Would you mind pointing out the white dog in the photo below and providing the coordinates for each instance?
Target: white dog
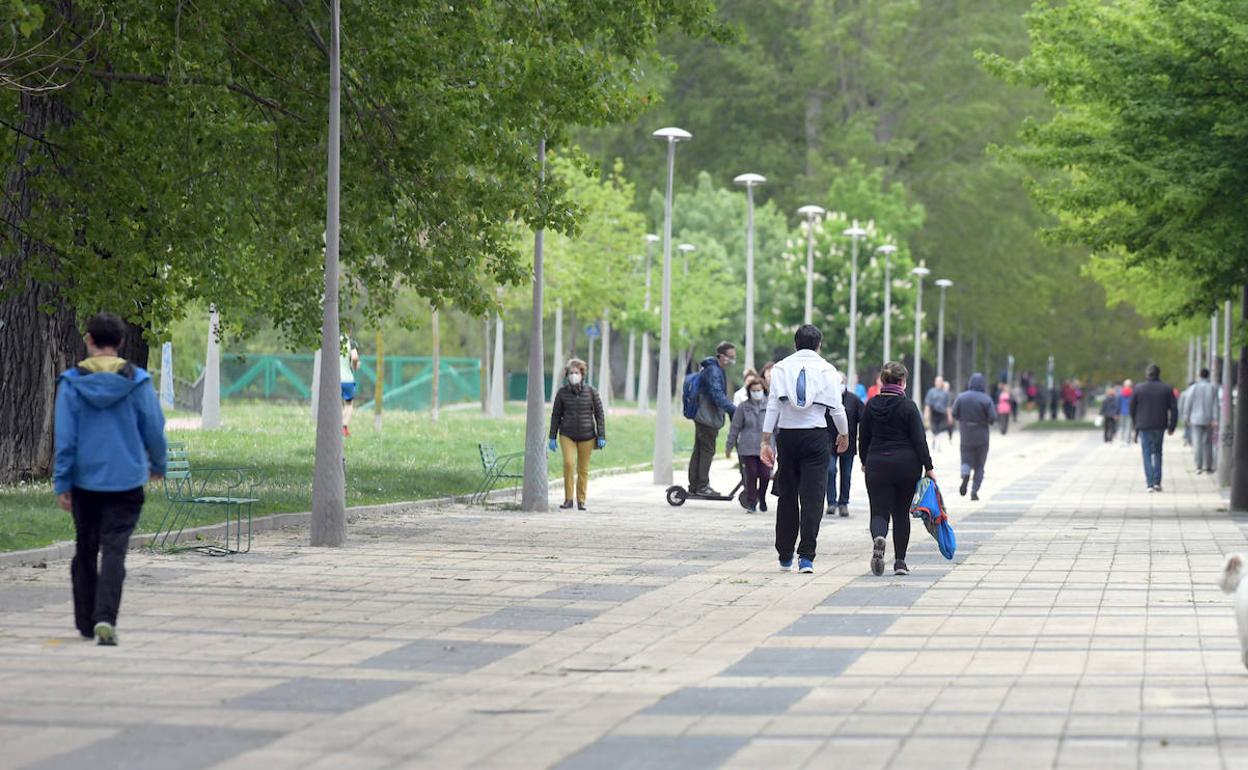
(1233, 582)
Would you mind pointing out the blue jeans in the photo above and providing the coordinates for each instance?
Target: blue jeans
(1151, 442)
(846, 466)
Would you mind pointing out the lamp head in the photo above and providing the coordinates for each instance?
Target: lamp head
(673, 135)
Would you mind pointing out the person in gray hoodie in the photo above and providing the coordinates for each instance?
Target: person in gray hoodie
(1199, 412)
(974, 412)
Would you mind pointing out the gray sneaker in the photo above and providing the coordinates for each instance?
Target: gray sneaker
(877, 557)
(105, 634)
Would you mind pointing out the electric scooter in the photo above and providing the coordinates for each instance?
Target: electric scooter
(678, 494)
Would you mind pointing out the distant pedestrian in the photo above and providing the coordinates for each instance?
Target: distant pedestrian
(974, 412)
(1005, 407)
(109, 442)
(713, 404)
(843, 462)
(745, 433)
(1126, 428)
(805, 393)
(936, 404)
(1201, 414)
(1153, 411)
(894, 447)
(578, 426)
(1110, 409)
(348, 361)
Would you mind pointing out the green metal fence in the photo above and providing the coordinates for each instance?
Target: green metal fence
(407, 381)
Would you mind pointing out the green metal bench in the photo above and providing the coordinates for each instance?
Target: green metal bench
(496, 467)
(186, 488)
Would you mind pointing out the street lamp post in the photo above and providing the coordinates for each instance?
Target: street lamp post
(750, 181)
(917, 375)
(663, 396)
(856, 235)
(810, 211)
(685, 355)
(643, 386)
(944, 283)
(887, 250)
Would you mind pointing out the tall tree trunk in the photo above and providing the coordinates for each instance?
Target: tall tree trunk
(35, 346)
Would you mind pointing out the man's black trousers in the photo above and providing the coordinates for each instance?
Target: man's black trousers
(803, 482)
(104, 522)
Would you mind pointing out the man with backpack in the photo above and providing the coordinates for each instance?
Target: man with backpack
(704, 399)
(110, 439)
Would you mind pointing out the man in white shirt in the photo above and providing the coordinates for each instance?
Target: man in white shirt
(805, 389)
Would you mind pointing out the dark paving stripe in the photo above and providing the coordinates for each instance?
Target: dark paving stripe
(160, 748)
(442, 657)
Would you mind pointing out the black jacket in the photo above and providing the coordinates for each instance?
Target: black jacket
(854, 414)
(892, 423)
(578, 413)
(1153, 406)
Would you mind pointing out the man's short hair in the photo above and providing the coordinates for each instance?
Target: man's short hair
(106, 330)
(808, 337)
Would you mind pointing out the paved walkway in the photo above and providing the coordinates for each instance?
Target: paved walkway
(1077, 627)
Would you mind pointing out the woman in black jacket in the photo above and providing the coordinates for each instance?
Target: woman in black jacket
(577, 421)
(894, 449)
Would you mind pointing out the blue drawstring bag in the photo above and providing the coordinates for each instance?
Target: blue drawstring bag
(929, 506)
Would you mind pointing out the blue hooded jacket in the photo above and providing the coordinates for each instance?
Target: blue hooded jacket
(974, 412)
(110, 429)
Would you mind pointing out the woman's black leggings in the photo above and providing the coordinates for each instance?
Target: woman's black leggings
(890, 484)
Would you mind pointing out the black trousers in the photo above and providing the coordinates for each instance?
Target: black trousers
(756, 477)
(890, 484)
(104, 522)
(803, 482)
(704, 452)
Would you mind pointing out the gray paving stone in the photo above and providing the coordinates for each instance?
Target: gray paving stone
(794, 662)
(829, 624)
(24, 598)
(729, 700)
(872, 595)
(526, 618)
(437, 655)
(597, 592)
(316, 694)
(159, 748)
(655, 753)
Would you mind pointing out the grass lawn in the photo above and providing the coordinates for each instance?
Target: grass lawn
(411, 458)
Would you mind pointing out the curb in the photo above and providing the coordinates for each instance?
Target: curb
(64, 550)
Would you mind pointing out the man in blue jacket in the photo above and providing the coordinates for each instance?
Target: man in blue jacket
(110, 439)
(713, 403)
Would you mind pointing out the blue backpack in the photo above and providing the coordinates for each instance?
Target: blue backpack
(690, 394)
(929, 506)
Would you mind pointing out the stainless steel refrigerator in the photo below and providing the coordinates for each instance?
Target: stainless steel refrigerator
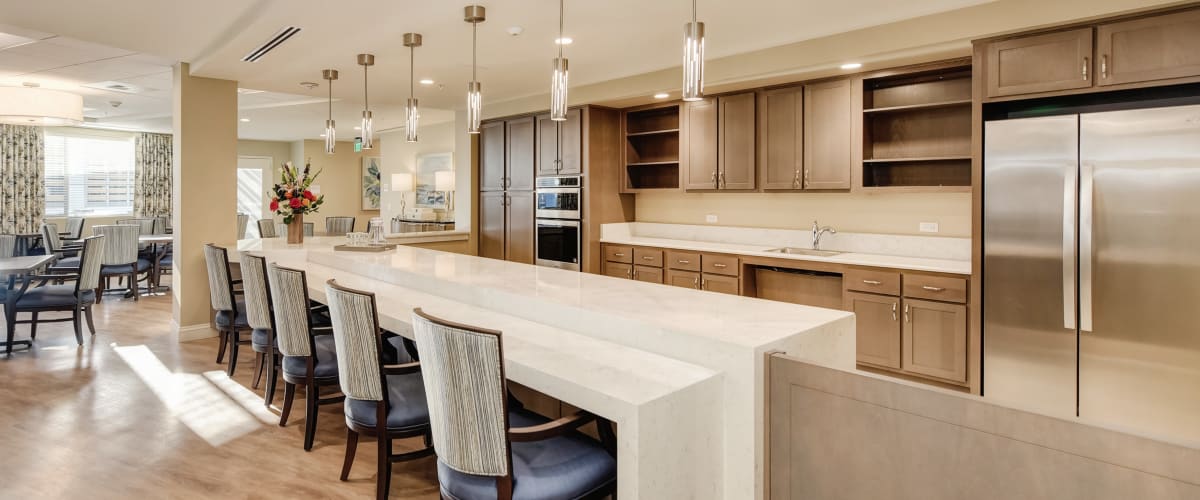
(1091, 272)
+===+
» **TASK DESCRIPTION**: An exact reproduction of all the records is required, with no pictures included.

» **TASK RESULT**:
Would you mind pointing out the white dog in the photo below and providing the coordinates for each instance?
Target: white dog
(1233, 582)
Would you mind pointing out the blue jeans in the photo above and providing the coordinates for each instance?
Target: blue jeans
(1151, 442)
(846, 466)
Would you mind pointing out the lamp head in the photo above and providing the coordinates for each instance?
Target: lamp head
(673, 135)
Would you mind pointing out the person in gray hoodie in the photo above and providing the coordinates for each instance?
Target: person in gray hoodie
(1199, 412)
(974, 412)
Would you mind pointing out the gray sneaker in the photo above and providing the coordinates for each instance?
Target: gray sneaker
(877, 557)
(105, 634)
Would you mind pointing out the electric scooter in the photo above and providing the coordinates for each instance?
Target: electric scooter
(678, 494)
Would you mind pointing out the distant pedestrian in the photo above and providing the coordinates for each instance?
Target: distant pedestrian
(974, 412)
(1005, 407)
(109, 442)
(713, 404)
(843, 462)
(745, 433)
(1126, 428)
(805, 393)
(936, 404)
(1201, 414)
(1153, 411)
(894, 447)
(578, 426)
(1110, 409)
(348, 361)
Would you mind pointing out the green metal fence in the photo above and providing the coordinates for each instance?
Target: green metal fence
(407, 381)
Would you mind pointing out the green metal bench in the photo above and providing the coordinates for each instance?
Target: green metal bench
(496, 467)
(186, 488)
Would you mind pointing out the street lamp post in the photo above and providing the coordinates for each instance?
Target: street lamp post
(750, 181)
(917, 375)
(663, 396)
(856, 235)
(810, 211)
(685, 355)
(643, 386)
(944, 283)
(887, 250)
Would you mind pointing out the tall tree trunk in the photo above and providing the coordinates for each instance?
Target: tall tree trunk
(35, 346)
Would you mind pointing out the man's black trousers in the photo above and providing the coordinates for each instance?
Target: man's black trousers
(803, 482)
(104, 522)
Would you mind pointing out the man with backpack in the photo above and providing the coordinates for each instance?
Target: man with backpack
(704, 399)
(110, 439)
Would you mind pointing out the man in white shirt in the photo above and providing the coordinates for each instance?
Target: man in white shirt
(805, 389)
Would you mind pointing out the dark paving stripe in the photo above and providing the coordinates for each instance?
Target: dark paving stripe
(160, 748)
(442, 657)
Would you mind pointing out the black jacket in the photo above and providing the coordinates for each instance?
Target: black jacket
(854, 414)
(892, 423)
(578, 413)
(1153, 406)
Would you mind pointing out the man's short hair in the photo above and providing the coordinates for each instance?
Target: man's short hair
(106, 330)
(808, 337)
Would you mind pointing out the paved walkway in the photo above and providing the coordinates for each instance?
Target: paved walkway
(1077, 627)
Would you mind pointing out the woman in black jacket in the photo above and providing the coordinates for each instance?
Target: woman in black jacket
(577, 421)
(894, 449)
Would you mind pointing out the blue drawstring bag in the photo above and providing the coordinates for each instance?
Target: blue drawstring bag
(929, 506)
Would you mind pointing out the blue hooded jacket in the photo above and providing the coordinates for each instance?
Target: blue hooded jacket
(974, 412)
(110, 429)
Would you mind pointing out the woman's black leggings in the photo above and providing the coordinates for each instance?
Target: woman's black leggings
(890, 484)
Would you mind pointing out the black trousers in the photo above and providing the coordinates for each instance?
Target: black trousers
(756, 477)
(890, 484)
(104, 522)
(803, 482)
(704, 452)
Would you mind pointing out the gray paving stone in the photo above and providing the coordinates for each instance?
Target: gray paving stone
(794, 662)
(829, 624)
(24, 598)
(729, 700)
(872, 595)
(526, 618)
(437, 655)
(597, 592)
(316, 694)
(159, 748)
(655, 753)
Would you mind pointing out the grass lawn in the photo above and providing the coordinates for each instance?
Target: grass lawn
(411, 458)
Would you mind pointing out the curb in the photo above and providing the coordinates for each instance?
Target: curb
(64, 550)
Would you mind pointing out the man in blue jacket in the photo above and providing the coordinates for each instance?
Target: man in blue jacket
(110, 439)
(713, 403)
Would you mind pointing out the blue backpack in the photo above and providing the coordinates for each instance?
Target: blue backpack
(690, 394)
(929, 506)
Would you mind pointing out the stainless steel refrigerator in the photo below and providing the coordinates for each instance?
Target: stainless steel refrigerator
(1091, 272)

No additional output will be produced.